__Assignment A__. In the agent security excerpt, retype the passage starting with "Give each agent" and going on through "the agentic list.".
__Assignment B__. According to the agent security excerpt, what does OWASP call the overshoot of granting an agent more scopes than its task requires?
__Assignment C__. Drawing on the agent security excerpt, explain why outbound access should be allowlisted rather than blocked entirely.

__Text excerpt__.
○ ○ ○ ○ ○

B2Least privilege for tools

Every tool an agent holds is a capability an attacker inherits if they take the wheel.

Scope credentials to the task. An agent that reads calendar invites gets calendar read, nothing else. No delete, no admin, no adjacent scopes granted for convenience. OWASP calls the overshoot excessive agency, and it is the most common way a minor injection becomes a serious incident.
Default tools to read-only. Discovery and retrieval tools should not be able to mutate state. Writes are a separate, explicitly granted capability with their own checks.
Give each agent its own identity. Per-agent credentials let you scope, log, and revoke independently, and they contain the blast radius when one agent is compromised. This is the identity and privilege abuse risk in the agentic list.
Separate isolation from statelessness. A stateless tool that carries no session data between runs is good hygiene, but it does not by itself stop cross-tenant leakage. Tenant isolation is an authorisation and scoping problem: enforce it at the data access layer, not by hoping the tool forgot.

B3Runtime boundaries

Assume the agent will at some point try to do something it should not, whether through injection, a model error, or a loop.

Run actions in ephemeral, isolated sandboxes. Code generation and execution belong in short-lived containers with no standing access to internal networks. Unexpected code execution is its own agentic risk category for a reason.
Allowlist egress rather than blocking it wholesale. Most real tasks need some outbound access, so blanket blocking is unrealistic and blanket allowing is how data leaves. Route outbound calls through a broker that permits only known destinations. This is your main control against exfiltration to attacker infrastructure.
Cap budgets and loops. Set hard limits on tokens, API calls, tool invocations, and iterations per run. This is the direct fix for the runaway loop in the opening, and it doubles as a denial-of-service control. Pair it with transactional execution so a run either reaches a committed state or rolls back cleanly, rather than burning spend and persisting nothing.

B4Human oversight and governance

Autonomy is a dial, not a switch. Turn it down for actions you cannot undo.

Gate irreversible actions on explicit human approval. Sending external email, moving money, deleting data, merging to a protected branch. The approval prompt should show the human what will happen in terms they can judge, not a hash of a tool call.
Log the whole trace, immutably. Every reasoning step, the exact prompts, tool inputs and outputs, and final actions, written to append-only storage. You need this for incident forensics and, increasingly, for audit. Memory and context poisoning attacks are often only visible in the trace.
Be honest about drift detection. Catching circular or runaway behaviour is tractable with loop counters, budget caps, and repetition checks. Detecting that an agent’s plan has quietly drifted from its true objective is largely unsolved on current models. Build and claim the first, do not oversell the second. And where an agent asks a human to trust its judgement, remember that human-agent trust exploitation is a named risk: the person should be able to verify independently, not just take the agent’s word.

+A note on multi-agent systems

Every boundary above gets harder when agents talk to each other. An inter-agent message is another untrusted channel, so a manipulated agent can poison the ones downstream, and failures cascade across the system rather than staying local. If you are building multi-agent, treat one agent’s output to another with the same suspicion as scraped web content, and scope each agent’s tools and identity separately so one compromise does not become all of them.

The one line to design around

You cannot make a general-purpose agent on today’s models provably safe. You make a narrow one safe by constraining what it can do, validating everything it emits before acting on it, and gating the actions you cannot take back.

Build those constraints in from the first commit. They are far harder to retrofit than to design in, and the incident that proves the point is always more expensive than the control that would have prevented it.

○ ○ ○ ○ ○

__Dataset records__.
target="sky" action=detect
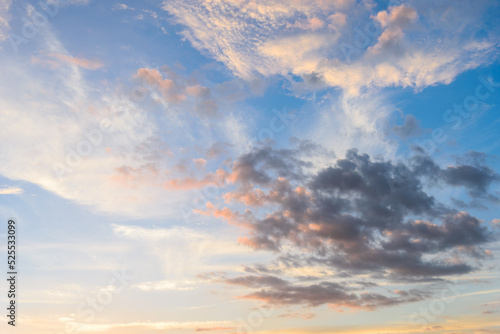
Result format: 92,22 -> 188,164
0,0 -> 500,334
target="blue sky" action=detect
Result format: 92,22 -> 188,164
0,0 -> 500,334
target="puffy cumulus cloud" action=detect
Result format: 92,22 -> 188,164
164,0 -> 498,94
205,275 -> 431,310
392,114 -> 422,139
0,0 -> 12,42
197,145 -> 498,309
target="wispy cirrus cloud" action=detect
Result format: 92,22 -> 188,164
31,53 -> 104,70
0,0 -> 12,42
0,187 -> 24,195
164,0 -> 498,94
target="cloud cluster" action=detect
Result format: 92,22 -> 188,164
164,0 -> 498,94
197,146 -> 499,309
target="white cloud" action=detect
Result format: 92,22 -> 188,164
164,0 -> 498,94
0,187 -> 23,195
0,0 -> 12,42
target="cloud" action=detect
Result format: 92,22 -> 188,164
200,146 -> 496,308
221,276 -> 429,310
31,53 -> 104,70
392,114 -> 422,139
0,0 -> 12,42
0,187 -> 24,195
164,0 -> 498,95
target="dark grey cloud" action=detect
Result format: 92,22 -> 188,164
204,143 -> 498,308
226,276 -> 430,310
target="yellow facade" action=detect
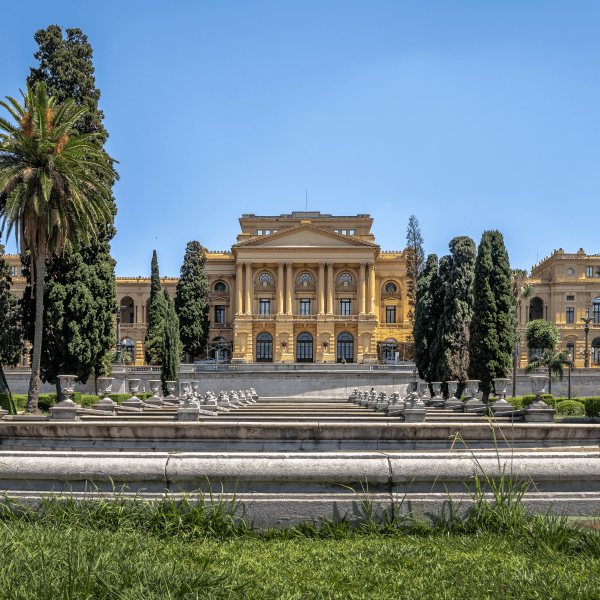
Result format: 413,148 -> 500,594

○ ○ ○ ○ ○

__Answer space A__.
Give each agent its own identity. Per-agent credentials let you scope, log, and revoke independently, and they contain the blast radius when one agent is compromised. This is the identity and privilege abuse risk in the agentic list.

__Answer space B__. Excessive agency.

__Answer space C__. Most real tasks need some outbound access, so blocking all of it is unrealistic, while allowing all of it is how data leaves. Routing outbound calls through a broker that permits only known destinations is the main control against exfiltration to attacker infrastructure.